Render every line of the entries below as a JSON list of strings, one string per line, skipping blank lines and leaving out the pictures.

──────── GIVEN DATA

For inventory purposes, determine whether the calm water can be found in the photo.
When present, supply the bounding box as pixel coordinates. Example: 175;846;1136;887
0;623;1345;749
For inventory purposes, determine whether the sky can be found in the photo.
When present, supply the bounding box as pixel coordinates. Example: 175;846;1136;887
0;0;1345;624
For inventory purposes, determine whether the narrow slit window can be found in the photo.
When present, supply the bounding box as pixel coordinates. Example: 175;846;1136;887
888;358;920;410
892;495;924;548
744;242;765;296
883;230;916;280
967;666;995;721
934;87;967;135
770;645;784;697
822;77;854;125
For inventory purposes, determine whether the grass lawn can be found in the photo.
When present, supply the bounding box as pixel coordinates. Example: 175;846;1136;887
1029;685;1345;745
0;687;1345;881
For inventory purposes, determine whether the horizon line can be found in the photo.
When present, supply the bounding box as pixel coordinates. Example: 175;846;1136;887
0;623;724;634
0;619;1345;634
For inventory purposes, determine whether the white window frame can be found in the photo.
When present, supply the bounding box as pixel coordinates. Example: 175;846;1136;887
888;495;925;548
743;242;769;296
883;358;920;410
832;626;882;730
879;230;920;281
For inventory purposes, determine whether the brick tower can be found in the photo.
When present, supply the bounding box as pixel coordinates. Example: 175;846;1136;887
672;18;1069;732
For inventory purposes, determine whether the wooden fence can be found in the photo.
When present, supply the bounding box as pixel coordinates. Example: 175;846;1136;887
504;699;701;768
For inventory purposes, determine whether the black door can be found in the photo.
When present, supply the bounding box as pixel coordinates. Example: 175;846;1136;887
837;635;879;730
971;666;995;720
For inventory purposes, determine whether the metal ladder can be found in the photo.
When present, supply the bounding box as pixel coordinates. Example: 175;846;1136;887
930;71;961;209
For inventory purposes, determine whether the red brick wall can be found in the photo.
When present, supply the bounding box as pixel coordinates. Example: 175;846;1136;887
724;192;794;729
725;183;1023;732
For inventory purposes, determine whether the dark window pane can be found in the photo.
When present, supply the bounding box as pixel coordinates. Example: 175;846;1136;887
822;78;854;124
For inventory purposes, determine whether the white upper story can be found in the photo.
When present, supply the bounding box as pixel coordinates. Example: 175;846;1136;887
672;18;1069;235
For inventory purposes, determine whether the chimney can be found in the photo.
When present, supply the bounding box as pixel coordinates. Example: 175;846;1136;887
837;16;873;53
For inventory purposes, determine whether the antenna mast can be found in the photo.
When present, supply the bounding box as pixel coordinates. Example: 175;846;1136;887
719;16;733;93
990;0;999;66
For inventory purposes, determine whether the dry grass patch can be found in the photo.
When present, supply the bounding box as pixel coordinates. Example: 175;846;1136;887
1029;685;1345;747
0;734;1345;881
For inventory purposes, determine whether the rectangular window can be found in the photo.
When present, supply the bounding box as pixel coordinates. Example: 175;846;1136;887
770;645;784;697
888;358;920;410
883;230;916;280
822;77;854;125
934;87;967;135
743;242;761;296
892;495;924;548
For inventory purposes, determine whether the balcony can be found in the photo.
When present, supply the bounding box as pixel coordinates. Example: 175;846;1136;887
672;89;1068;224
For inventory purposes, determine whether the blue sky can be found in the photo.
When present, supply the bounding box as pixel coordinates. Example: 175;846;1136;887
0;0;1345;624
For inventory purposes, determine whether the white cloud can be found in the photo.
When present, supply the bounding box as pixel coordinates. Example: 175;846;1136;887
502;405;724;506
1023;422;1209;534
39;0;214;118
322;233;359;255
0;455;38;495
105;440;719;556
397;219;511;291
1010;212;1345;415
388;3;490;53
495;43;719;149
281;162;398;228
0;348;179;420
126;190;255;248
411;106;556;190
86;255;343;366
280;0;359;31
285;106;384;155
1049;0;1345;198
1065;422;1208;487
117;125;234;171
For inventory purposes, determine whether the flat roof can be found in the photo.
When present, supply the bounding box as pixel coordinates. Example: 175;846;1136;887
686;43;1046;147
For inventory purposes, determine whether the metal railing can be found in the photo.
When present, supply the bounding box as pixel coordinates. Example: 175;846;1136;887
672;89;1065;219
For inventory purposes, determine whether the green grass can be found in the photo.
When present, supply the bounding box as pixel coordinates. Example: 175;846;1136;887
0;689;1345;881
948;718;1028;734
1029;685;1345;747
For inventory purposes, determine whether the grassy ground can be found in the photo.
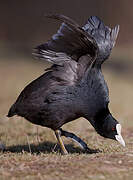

────────────────

WORKED ANSWER:
[
  "For inventory purposes, determine whether the calm water can be found in the photo.",
  "When present, supply the bounding box as pixel coordinates. Example: 175;846;1136;887",
  "0;623;1345;749",
  "For inventory purposes, determine whether the sky can be found in the photo.",
  "When present, supply the bounding box as pixel coordinates. Example: 175;846;1136;887",
  "0;0;1345;624",
  "For inventory purposes, determine whether the narrow slit window can be found in the photo.",
  "When present, supply the bounding box as pixel coordinates. Example: 175;846;1136;887",
  "888;358;920;410",
  "892;495;924;548",
  "744;242;765;296",
  "883;230;916;280",
  "967;666;995;721",
  "934;87;967;135",
  "770;645;784;697",
  "822;77;854;125",
  "For inventory purposes, determine whether the grass lawn can be found in the photo.",
  "When present, supply the bounding box as pixel coordinates. Example: 175;846;1136;887",
  "1029;685;1345;745",
  "0;687;1345;881",
  "For inventory purposes, determine whether the horizon line can be found in the photo.",
  "When present, supply the bounding box as pixel coordinates. Example: 175;846;1136;887",
  "0;623;724;634",
  "0;619;1345;634",
  "For inventory purposes, determine whether the white window frame can be found in the photo.",
  "When present, supply the bounding box as pixel coordinates. Example: 175;846;1136;887",
  "888;495;925;548",
  "743;242;769;296",
  "883;358;920;410",
  "832;626;882;730",
  "879;230;920;281",
  "For inventory purposes, determine whether the brick tower can be found in the photo.",
  "When present, supply the bounding box as pixel coordinates. Example: 175;846;1136;887",
  "672;18;1069;732",
  "For inventory purposes, determine whether the wooden fence can be found in the photo.",
  "When present, supply the bounding box as pixel coordinates. Example: 175;846;1136;887",
  "504;699;701;768",
  "For inventory purposes, determine whether the black door can be found in the photo.",
  "When present, supply the bounding box as pixel coordinates. Example: 175;846;1136;887",
  "837;635;879;730",
  "971;666;995;720",
  "For inventory purposes, determine whether the metal ladder can be found in the photo.",
  "When present, supply the bounding box as pixel coordinates. Example: 175;846;1136;887",
  "930;71;961;209",
  "For inventory purposes, determine whether the red brick wall can be found in the photo.",
  "When present, supply the bounding box as pixel coordinates. Example: 175;846;1136;887",
  "724;192;794;729",
  "725;183;1023;732",
  "For inventory purposes, determine whether the dark window pane can be found in the photo.",
  "When present, supply the bounding box as pixel coordinates. Example: 175;846;1136;887",
  "822;78;854;124",
  "For inventory purposes, determine whether the white upper story can be found in the photo.",
  "When present, supply the bounding box as pixel coordinates. Example: 175;846;1136;887",
  "672;18;1069;235",
  "For inventory purposes, determine whether the chimney can be found in the photo.",
  "When present, supply the bounding box as pixel coordinates. Example: 175;846;1136;887",
  "837;16;873;53",
  "For inventory purposes, determine whether the antenna mast can be found in the photo.",
  "When present, supply the bounding box as pixel coordinates. Example: 175;846;1136;887",
  "719;16;733;93",
  "990;0;999;66",
  "For inventory purposes, determine whether the dry grass patch can be found in the photo.",
  "When present, supply the bounding box as pixel coordinates. Example: 175;846;1136;887",
  "1029;685;1345;747",
  "0;734;1345;881",
  "For inventory purposes, determine whether the rectangular window can be found in the photo.",
  "When present, supply the bounding box as pixel coordinates. Example: 175;846;1136;887",
  "770;645;784;697",
  "888;358;920;410",
  "883;230;916;280",
  "822;77;854;125",
  "934;87;967;135",
  "743;242;761;296",
  "892;495;924;548",
  "For inventory purposes, determine whether the balcony can be found in the photo.",
  "When present, supply the bounding box as pixel coordinates. Example: 175;846;1136;887",
  "672;89;1068;224",
  "For inventory purposes, determine whether the blue sky can be found in the photo.",
  "When present, supply the bounding box as pixel coordinates. Example: 175;846;1136;887",
  "0;0;1345;624",
  "For inventory purposes, determine whether the white cloud can be found in the photo.",
  "When present, supply the bounding box as pixel coordinates. Example: 175;846;1136;887",
  "502;405;724;506",
  "1023;422;1209;534",
  "39;0;214;118",
  "322;233;359;255",
  "0;455;38;495",
  "105;440;719;556",
  "397;219;511;291",
  "1010;212;1345;415",
  "388;3;490;53",
  "495;43;719;149",
  "281;162;398;228",
  "0;348;179;420",
  "126;190;255;248",
  "411;106;556;190",
  "86;255;343;366",
  "280;0;359;31",
  "285;106;384;155",
  "1049;0;1345;198",
  "1065;422;1208;487",
  "117;125;234;171",
  "For inventory purposes, determine whether the flat roof can be found in the photo.",
  "When present, supply the bounding box as pixel coordinates. Example: 175;846;1136;887",
  "686;43;1046;147",
  "For inventory purposes, determine whether the metal railing can be found in the photo.",
  "When present, supply the bounding box as pixel coordinates. Example: 175;846;1136;887",
  "672;89;1065;219",
  "For inventory purposes, determine whether the green grass can be found in the photo.",
  "When present, supply the bounding box as pixel coordinates. Example: 175;846;1136;887",
  "0;689;1345;881",
  "948;718;1028;734",
  "1029;685;1345;747",
  "For inventory purposes, determine whether the grassy ground can be found in the photo."
]